Task to carry out:
Transcribe the full listing exactly, and drop every picture.

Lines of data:
________________

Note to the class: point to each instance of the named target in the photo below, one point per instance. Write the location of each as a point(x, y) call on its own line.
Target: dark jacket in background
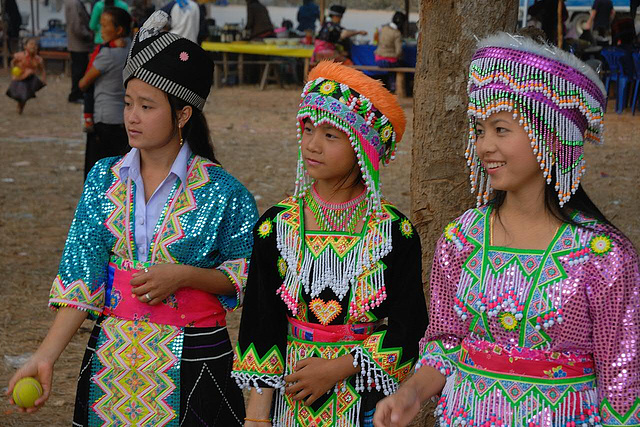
point(258, 21)
point(602, 20)
point(308, 13)
point(79, 36)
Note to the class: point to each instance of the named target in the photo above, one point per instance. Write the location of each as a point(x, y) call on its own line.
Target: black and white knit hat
point(169, 62)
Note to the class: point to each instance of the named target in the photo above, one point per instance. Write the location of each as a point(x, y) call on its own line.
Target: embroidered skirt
point(343, 406)
point(146, 374)
point(497, 385)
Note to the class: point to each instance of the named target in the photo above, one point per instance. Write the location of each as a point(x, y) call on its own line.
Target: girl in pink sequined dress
point(534, 294)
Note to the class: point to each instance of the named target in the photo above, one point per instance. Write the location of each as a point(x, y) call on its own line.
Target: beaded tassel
point(558, 107)
point(336, 217)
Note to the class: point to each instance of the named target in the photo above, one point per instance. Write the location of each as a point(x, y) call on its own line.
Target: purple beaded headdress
point(557, 98)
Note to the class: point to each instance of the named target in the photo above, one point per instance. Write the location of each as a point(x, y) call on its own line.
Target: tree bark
point(440, 188)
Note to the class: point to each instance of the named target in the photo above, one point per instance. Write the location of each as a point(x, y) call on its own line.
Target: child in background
point(389, 51)
point(24, 66)
point(110, 137)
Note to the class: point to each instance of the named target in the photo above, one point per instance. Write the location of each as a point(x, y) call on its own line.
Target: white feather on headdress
point(518, 42)
point(152, 26)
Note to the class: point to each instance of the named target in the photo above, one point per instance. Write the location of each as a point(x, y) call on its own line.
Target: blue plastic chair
point(636, 64)
point(615, 59)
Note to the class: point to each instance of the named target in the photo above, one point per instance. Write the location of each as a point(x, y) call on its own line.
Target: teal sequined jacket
point(206, 222)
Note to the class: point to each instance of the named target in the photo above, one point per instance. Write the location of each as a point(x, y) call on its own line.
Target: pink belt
point(331, 333)
point(497, 360)
point(187, 307)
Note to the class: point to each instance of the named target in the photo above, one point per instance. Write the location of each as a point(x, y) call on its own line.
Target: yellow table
point(242, 48)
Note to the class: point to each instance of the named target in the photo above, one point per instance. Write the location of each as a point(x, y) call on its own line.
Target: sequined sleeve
point(82, 273)
point(236, 243)
point(262, 342)
point(387, 356)
point(441, 343)
point(614, 301)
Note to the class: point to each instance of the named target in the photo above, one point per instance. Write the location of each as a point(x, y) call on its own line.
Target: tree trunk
point(439, 175)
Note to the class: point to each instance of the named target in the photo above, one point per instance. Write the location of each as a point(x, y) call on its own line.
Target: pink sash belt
point(187, 307)
point(497, 360)
point(331, 333)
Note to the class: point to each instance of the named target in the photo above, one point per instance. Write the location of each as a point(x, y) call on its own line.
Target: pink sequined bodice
point(581, 297)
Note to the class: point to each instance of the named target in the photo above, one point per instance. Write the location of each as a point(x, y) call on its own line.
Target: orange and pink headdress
point(360, 107)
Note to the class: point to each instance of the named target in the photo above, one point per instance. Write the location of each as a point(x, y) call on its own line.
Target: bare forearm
point(206, 279)
point(64, 326)
point(259, 405)
point(343, 367)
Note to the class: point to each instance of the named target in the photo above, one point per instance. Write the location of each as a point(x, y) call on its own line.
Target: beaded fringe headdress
point(360, 107)
point(558, 100)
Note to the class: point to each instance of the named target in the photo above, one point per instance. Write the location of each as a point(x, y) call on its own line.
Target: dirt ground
point(41, 161)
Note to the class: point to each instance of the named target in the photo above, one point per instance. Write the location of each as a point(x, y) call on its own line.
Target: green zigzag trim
point(273, 350)
point(622, 419)
point(392, 350)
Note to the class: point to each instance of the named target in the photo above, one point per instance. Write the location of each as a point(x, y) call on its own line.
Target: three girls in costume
point(547, 336)
point(157, 269)
point(326, 274)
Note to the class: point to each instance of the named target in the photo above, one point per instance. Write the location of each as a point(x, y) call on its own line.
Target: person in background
point(602, 13)
point(546, 12)
point(389, 51)
point(25, 83)
point(79, 43)
point(141, 10)
point(185, 18)
point(110, 137)
point(15, 21)
point(308, 14)
point(623, 32)
point(159, 353)
point(94, 23)
point(258, 21)
point(333, 41)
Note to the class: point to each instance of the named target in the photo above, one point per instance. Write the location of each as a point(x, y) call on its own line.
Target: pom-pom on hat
point(362, 108)
point(558, 99)
point(169, 62)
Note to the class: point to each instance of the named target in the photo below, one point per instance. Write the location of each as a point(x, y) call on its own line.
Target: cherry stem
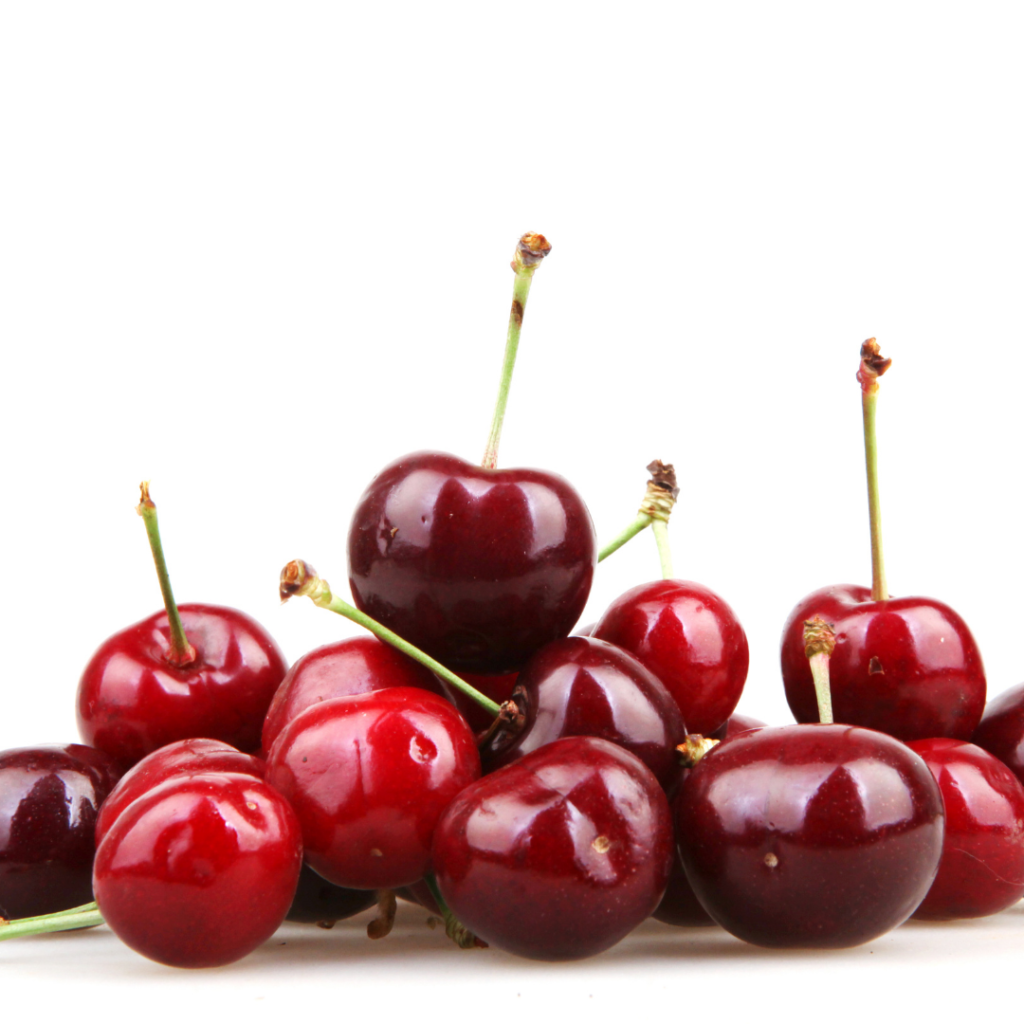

________________

In response:
Note to the class: point to each instance of the named target in the photo below, one point per instance. Write the location of each as a point(x, y) call on its own line.
Target: dark jacket in background
point(258, 21)
point(602, 20)
point(308, 13)
point(79, 36)
Note to the class: point to each instance of the named target in the photo above, one point per instance. Write the location of each as a point(x, y) call on its own line.
Target: black and white knit hat
point(169, 62)
Note to the class: point to each instance of the named target in the photo above, one point per instance. Write the location of each as a point(x, y) call on its own line.
Target: embroidered skirt
point(343, 406)
point(146, 374)
point(497, 385)
Note to the class: point to each instance of the named target in the photo above, one point per instance. Write the location of each as a point(x, y) call on its own line.
Target: girl in pink sequined dress
point(534, 294)
Note to the class: point to each instance of the named target in the photo above, one point per instance. Write the location of each as a point(x, y) call on its own line.
Target: beaded tassel
point(558, 107)
point(336, 217)
Note to the class: point to each instance of the named target in the photo above, one point per instance. Write the location of each as a point(x, y) call on its own line.
Target: purple beaded headdress
point(557, 98)
Note to the class: point to each instance of the named target in the photo above, one point per instance. Write the location of each as a point(x, y) call on its own line.
Target: tree bark
point(440, 188)
Note to the class: point to each instance of the named target in the photo above, one point per instance. Write the location of each as a point(x, y) call on its own line.
Target: child in background
point(389, 51)
point(24, 66)
point(110, 137)
Note to the class: point to each instance of the named target in the photo above, one point per instance. Write the location of each as a point(x, y) call on its own line.
Target: white feather on headdress
point(518, 42)
point(152, 26)
Note to the class: point to each instance of the named target in the photo above, one point per instance. Write the location of each as a point(x, y) call on its own line.
Target: blue plastic chair
point(636, 64)
point(615, 59)
Note to the class: point to each instance of the named target in the photo above, one point per instance. Write the location of each as a point(x, y) call on its own line.
Target: teal sequined jacket
point(206, 222)
Note to the class: point to each instance of the named target in the photo above, one point per instance. Write the location of each as a point(x, y) call on its own line.
Target: pink belt
point(331, 333)
point(497, 360)
point(187, 307)
Note to the class: point to each instance of the named target in the photo above, one point per instance. Write the location of each as a point(x, y) call on its own line.
Target: yellow table
point(242, 48)
Note to the class: point to each instance of the named target in the photo above, one point per instance. Write the location of each as a point(x, y) call on its own line.
Target: sequined sleeve
point(82, 273)
point(236, 243)
point(262, 342)
point(387, 356)
point(441, 343)
point(614, 301)
Note to the class: point to each instance of the named target in the photo above, one point per instance. Write the location of each as a point(x, y) call on its own line.
Target: tree trunk
point(439, 175)
Note to the class: point to each instance of the named target in the photo above, one point per instance. Write the location of each as a point(x, y) call on its own line.
Target: pink sash belt
point(187, 307)
point(497, 360)
point(331, 333)
Note to the class: point to each instance of the named target in the photo above, one point per instance. Write the location of each as a point(x, y) call on its own line.
Target: pink sequined bodice
point(581, 297)
Note to the class: point to each instance of the named target in the photo above, one point per instance. Write the location of each as a point(x, y) call on its own line.
Target: orange and pink headdress
point(360, 107)
Note to the class: point to each instance of the named target in the photo above, one point per instance. Write the location of each as a point(x, y) call on its own line.
Target: bare forearm
point(206, 279)
point(64, 326)
point(259, 405)
point(343, 367)
Note to the class: point to each instance of the named target in the photo above, one point per instance. Write the location of each as a point(x, y) call on its own line.
Target: beaded fringe headdress
point(360, 107)
point(558, 100)
Note to the class: point to each instance of the named target in the photo above, one point per instance. Write the location of each as a point(x, y) call on its own line.
Target: dirt ground
point(41, 161)
Note to the class: point to each instance of the named target in the photo above, one point per instance. Write the location of each as a point(x, y) call on its own line.
Target: green zigzag trim
point(273, 350)
point(622, 419)
point(392, 350)
Note to the class: point to each instance of the named target in the photo above, one point per instance. Write the location of each as a point(x, y) call on its own line.
Target: three girls in costume
point(547, 336)
point(157, 269)
point(326, 274)
Note to the class: point to each instance of the named target in the photo above, one point per instance. Write the location of each as a point(x, y) call on its own line.
Target: person in background
point(602, 13)
point(546, 12)
point(389, 51)
point(25, 83)
point(79, 43)
point(141, 10)
point(185, 18)
point(110, 137)
point(15, 21)
point(308, 14)
point(623, 32)
point(159, 353)
point(94, 23)
point(258, 21)
point(333, 41)
Note to the class: point to each instance of the named target in the photo above, one point per instance. Write the location of each as a point(x, y) call on its own line.
Target: pom-pom on hat
point(362, 108)
point(558, 99)
point(169, 62)
Note to the class: point to each instance of the named target in the photo below, one point per instance. Write the location of each as a point(x, y) call on its own line.
Target: cherry stem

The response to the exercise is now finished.